> _REQUIREMENT_: Below are entries. Pull out all lines containing "kiwi".

======== DATASET CONTENT

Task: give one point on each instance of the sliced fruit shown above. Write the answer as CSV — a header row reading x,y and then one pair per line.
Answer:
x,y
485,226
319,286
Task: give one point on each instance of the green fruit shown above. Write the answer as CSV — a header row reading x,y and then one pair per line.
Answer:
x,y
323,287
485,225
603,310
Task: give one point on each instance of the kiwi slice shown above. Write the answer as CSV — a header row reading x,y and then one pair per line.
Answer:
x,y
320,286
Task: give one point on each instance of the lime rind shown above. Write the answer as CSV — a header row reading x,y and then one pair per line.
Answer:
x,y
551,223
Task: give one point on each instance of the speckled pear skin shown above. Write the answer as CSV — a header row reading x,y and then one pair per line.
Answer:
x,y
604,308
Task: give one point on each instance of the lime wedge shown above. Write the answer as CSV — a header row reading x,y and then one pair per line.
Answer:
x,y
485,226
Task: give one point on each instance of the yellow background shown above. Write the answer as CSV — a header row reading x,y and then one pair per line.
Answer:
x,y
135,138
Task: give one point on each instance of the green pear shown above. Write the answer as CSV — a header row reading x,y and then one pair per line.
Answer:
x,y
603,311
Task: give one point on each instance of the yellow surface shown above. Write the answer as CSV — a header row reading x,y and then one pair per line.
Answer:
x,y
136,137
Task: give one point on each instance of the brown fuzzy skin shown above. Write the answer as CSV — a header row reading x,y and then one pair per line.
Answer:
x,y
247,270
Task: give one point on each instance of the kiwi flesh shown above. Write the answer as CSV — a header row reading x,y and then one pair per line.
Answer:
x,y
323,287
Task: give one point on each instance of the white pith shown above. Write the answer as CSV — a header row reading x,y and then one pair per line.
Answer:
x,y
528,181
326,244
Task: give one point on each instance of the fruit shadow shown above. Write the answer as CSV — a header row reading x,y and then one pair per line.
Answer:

================

> _SOLUTION TO THIS PROBLEM_:
Task: give one point on each instance of the kiwi slice shown above. Write the answer as CSV — a header row reading x,y and then one pair per line.
Task: give one point on each instance of the kiwi flesh shown above. Write the answer as CSV — a header row reading x,y and then one pair per line.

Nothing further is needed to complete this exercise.